PROBLEM REQUIREMENTS: Count the lines in the records below that contain the string "target", treating uppercase and lowercase as different. Reply with the number alone.

Data taken from a collection:
»»

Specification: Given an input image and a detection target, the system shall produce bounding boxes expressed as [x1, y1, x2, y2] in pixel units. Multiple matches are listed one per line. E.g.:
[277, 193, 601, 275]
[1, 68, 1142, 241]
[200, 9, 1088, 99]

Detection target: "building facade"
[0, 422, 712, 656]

««

SOLUTION: 2